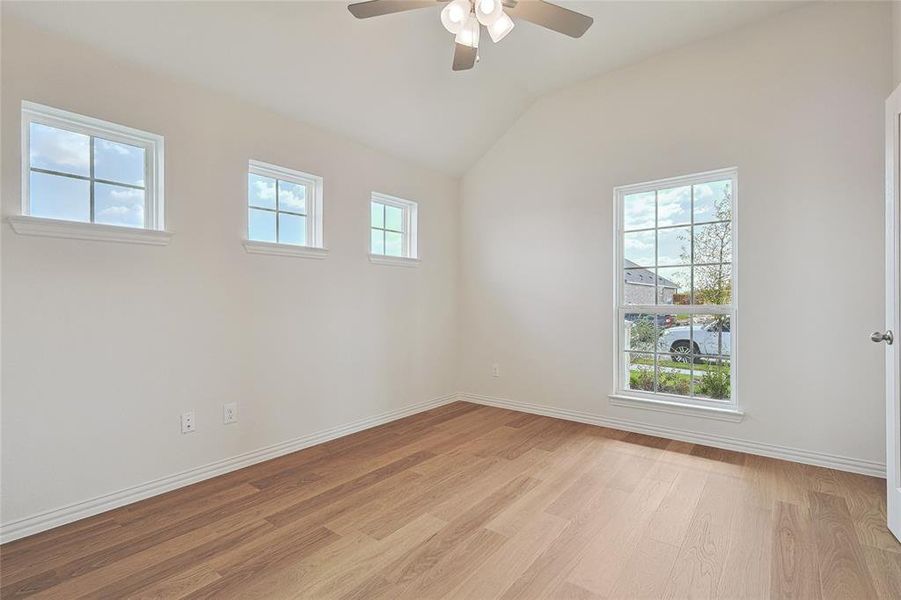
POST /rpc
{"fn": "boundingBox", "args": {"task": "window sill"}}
[369,254,420,268]
[243,240,328,259]
[7,215,172,246]
[608,393,744,422]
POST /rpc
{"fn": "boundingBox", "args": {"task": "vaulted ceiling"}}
[4,1,804,175]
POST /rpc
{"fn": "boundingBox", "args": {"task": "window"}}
[20,101,164,231]
[370,192,418,264]
[246,160,324,254]
[614,168,737,413]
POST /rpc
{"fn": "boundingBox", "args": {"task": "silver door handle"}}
[871,330,894,344]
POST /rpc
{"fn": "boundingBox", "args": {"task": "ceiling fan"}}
[347,0,593,71]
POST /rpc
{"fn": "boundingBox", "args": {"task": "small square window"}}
[370,192,418,261]
[246,160,323,249]
[21,102,164,230]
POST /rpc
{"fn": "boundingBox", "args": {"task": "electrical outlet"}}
[223,402,238,424]
[181,411,196,434]
[491,363,501,377]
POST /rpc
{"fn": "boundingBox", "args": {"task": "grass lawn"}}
[632,356,728,372]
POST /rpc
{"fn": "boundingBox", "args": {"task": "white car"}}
[657,317,730,362]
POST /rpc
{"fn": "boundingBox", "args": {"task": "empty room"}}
[1,0,901,598]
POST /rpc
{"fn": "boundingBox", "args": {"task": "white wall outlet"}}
[491,363,501,377]
[223,402,238,424]
[181,411,196,434]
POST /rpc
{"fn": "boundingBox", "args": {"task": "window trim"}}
[7,215,172,246]
[245,159,324,255]
[611,167,739,415]
[20,101,165,232]
[369,191,419,265]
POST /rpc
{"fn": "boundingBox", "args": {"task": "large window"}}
[21,102,164,230]
[247,160,323,249]
[614,168,737,410]
[370,192,418,262]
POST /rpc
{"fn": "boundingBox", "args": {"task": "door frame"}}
[885,83,901,541]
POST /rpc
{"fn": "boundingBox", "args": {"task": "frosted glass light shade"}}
[441,0,471,34]
[487,12,514,43]
[455,14,480,48]
[475,0,503,26]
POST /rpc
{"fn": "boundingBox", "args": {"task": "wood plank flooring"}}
[1,401,898,599]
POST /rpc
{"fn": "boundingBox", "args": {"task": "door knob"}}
[871,330,894,344]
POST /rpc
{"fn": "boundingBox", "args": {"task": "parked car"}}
[657,317,730,362]
[624,313,674,328]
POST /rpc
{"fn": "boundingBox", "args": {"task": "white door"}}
[882,84,901,542]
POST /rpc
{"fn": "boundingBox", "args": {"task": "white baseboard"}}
[0,394,457,544]
[460,392,886,478]
[4,390,884,544]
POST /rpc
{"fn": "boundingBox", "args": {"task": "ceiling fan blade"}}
[505,0,593,38]
[348,0,442,19]
[452,43,477,71]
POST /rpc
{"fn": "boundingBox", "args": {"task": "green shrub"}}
[629,367,654,391]
[697,365,730,399]
[658,370,690,396]
[630,318,659,351]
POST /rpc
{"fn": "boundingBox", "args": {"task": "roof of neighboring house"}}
[624,259,678,288]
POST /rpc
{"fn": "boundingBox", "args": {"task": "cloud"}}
[98,205,135,216]
[657,186,690,226]
[250,178,307,212]
[255,179,275,199]
[95,138,134,156]
[626,181,732,230]
[109,187,143,201]
[93,138,145,186]
[693,181,731,221]
[658,227,690,265]
[623,192,654,229]
[250,177,277,209]
[30,123,89,172]
[624,230,654,264]
[97,186,144,226]
[96,202,143,225]
[279,187,305,212]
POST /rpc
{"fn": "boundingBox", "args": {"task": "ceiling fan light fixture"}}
[475,0,503,26]
[455,14,480,48]
[487,12,514,43]
[441,0,470,34]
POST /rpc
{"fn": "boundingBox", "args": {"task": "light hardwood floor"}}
[1,401,899,599]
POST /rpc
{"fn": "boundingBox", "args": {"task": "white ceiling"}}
[4,1,804,175]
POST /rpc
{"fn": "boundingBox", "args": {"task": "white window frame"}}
[12,101,168,245]
[369,192,419,267]
[611,167,741,421]
[243,160,326,259]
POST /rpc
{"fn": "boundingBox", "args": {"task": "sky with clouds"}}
[623,181,731,266]
[622,181,732,305]
[29,123,146,227]
[247,174,308,244]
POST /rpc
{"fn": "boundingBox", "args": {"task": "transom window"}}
[370,193,417,259]
[247,160,323,248]
[21,102,164,229]
[615,168,737,408]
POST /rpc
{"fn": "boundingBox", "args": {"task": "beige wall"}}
[1,17,459,527]
[459,2,893,467]
[892,0,901,85]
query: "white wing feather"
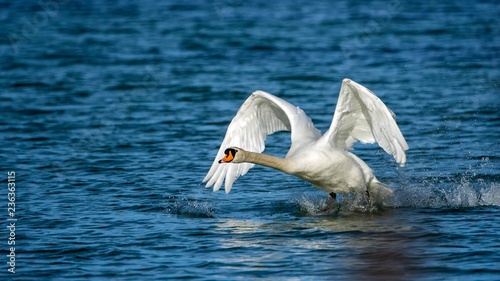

· · · ·

* What you will do *
Please return every record above exactly, but leave out the pictures.

* Solution to this problem *
POST /rpc
{"fn": "boundingBox", "args": {"task": "window sill"}}
[369,254,420,268]
[243,240,328,259]
[7,215,172,246]
[608,393,744,422]
POST /rpc
{"fn": "boundingBox", "args": {"task": "vaulted ceiling"}}
[4,1,804,175]
POST /rpc
{"fn": "boundingBox", "args": {"task": "window"}}
[20,101,164,231]
[370,192,418,264]
[246,160,324,254]
[614,168,737,413]
POST /rpc
{"fn": "boundingBox", "args": {"task": "silver door handle"}}
[871,330,894,344]
POST /rpc
{"fn": "boundingBox", "args": {"task": "ceiling fan"}}
[347,0,593,71]
POST /rpc
{"fn": "boundingBox", "args": {"task": "small square window"}}
[370,192,418,261]
[246,160,323,249]
[21,102,164,230]
POST /rpc
{"fn": "boundingBox", "args": {"task": "electrical outlet"}}
[223,402,238,424]
[181,411,196,434]
[491,363,501,377]
POST /rpc
{"fn": "boundingBox", "args": {"task": "grass lawn"}}
[632,356,728,372]
POST /rpc
{"fn": "boundingBox", "args": {"task": "white car"}}
[657,317,730,362]
POST /rpc
{"fn": "boundingBox", "args": {"task": "empty room"}}
[1,0,901,598]
POST /rpc
{"fn": "boundingBox", "args": {"task": "white wall outlet"}}
[491,363,501,377]
[223,402,238,424]
[181,411,196,434]
POST /rpc
{"fn": "boundingBox", "args": {"task": "window trim"}}
[7,215,172,246]
[245,159,324,255]
[611,167,739,415]
[20,101,165,232]
[369,191,419,265]
POST /rpc
{"fn": "boundingBox", "args": {"task": "large window"}}
[21,102,164,230]
[247,160,323,249]
[614,168,737,410]
[370,192,418,262]
POST /rpc
{"fn": "boundingBox", "args": {"task": "door frame"}}
[885,83,901,541]
POST /rpc
{"fn": "boundingBox", "args": {"task": "frosted glass light shade"}}
[441,0,471,34]
[487,12,514,43]
[455,14,480,48]
[475,0,503,26]
POST /rpc
{"fn": "boundingBox", "args": {"task": "wood plank flooring"}}
[1,401,898,599]
POST /rpc
{"fn": "boundingBox", "args": {"task": "door knob"}}
[871,330,894,344]
POST /rpc
{"fn": "boundingBox", "args": {"task": "parked car"}}
[657,317,730,362]
[624,313,674,328]
POST /rpc
{"fn": "boundingBox", "args": {"task": "white door"}}
[882,84,901,542]
POST /rpc
{"fn": "boundingBox", "args": {"task": "white baseboard"}}
[0,394,457,544]
[460,392,886,478]
[4,390,884,544]
POST /rpc
{"fn": "boundingBox", "args": {"task": "ceiling fan blade"}}
[505,0,593,38]
[348,0,442,19]
[452,43,477,71]
POST /rpc
{"fn": "boundingBox", "args": {"task": "green shrub"}}
[629,367,654,391]
[697,365,730,399]
[658,370,690,396]
[630,318,659,351]
POST /rpc
{"fn": "boundingBox", "args": {"task": "roof of neighboring house"}}
[624,259,678,288]
POST /rpc
{"fn": "boundingBox", "args": {"task": "cloud"}}
[98,205,135,216]
[657,186,690,226]
[250,178,307,212]
[255,179,275,199]
[95,138,134,156]
[626,181,732,230]
[109,187,143,201]
[93,138,145,186]
[693,181,731,221]
[658,227,690,265]
[623,192,654,229]
[250,177,277,209]
[30,123,89,172]
[624,230,654,264]
[97,186,144,226]
[96,202,143,225]
[279,187,305,212]
POST /rpc
{"fn": "boundingBox", "args": {"task": "ceiling fan light fixture"}}
[475,0,503,26]
[455,14,480,48]
[487,12,514,43]
[441,0,470,34]
POST /rpc
{"fn": "boundingBox", "args": {"task": "light hardwood floor"}}
[1,401,899,599]
POST /rpc
{"fn": "boundingBox", "args": {"task": "white ceiling"}}
[4,1,804,175]
POST /rpc
{"fn": "boundingBox", "args": {"task": "white window frame"}}
[12,101,168,245]
[369,192,419,267]
[611,167,741,421]
[243,160,326,259]
POST /rpc
{"fn": "boundingBox", "args": {"task": "sky with clouds"}}
[623,181,731,266]
[622,181,732,305]
[29,123,146,227]
[247,174,308,244]
POST /rpc
{"fn": "boundingBox", "args": {"task": "transom window"}}
[370,193,417,259]
[247,160,323,248]
[21,102,164,229]
[615,168,737,408]
POST /rpc
{"fn": "boundingBox", "args": {"task": "beige wall"}}
[1,17,459,527]
[459,2,893,467]
[892,0,901,85]
query: "white wing feather"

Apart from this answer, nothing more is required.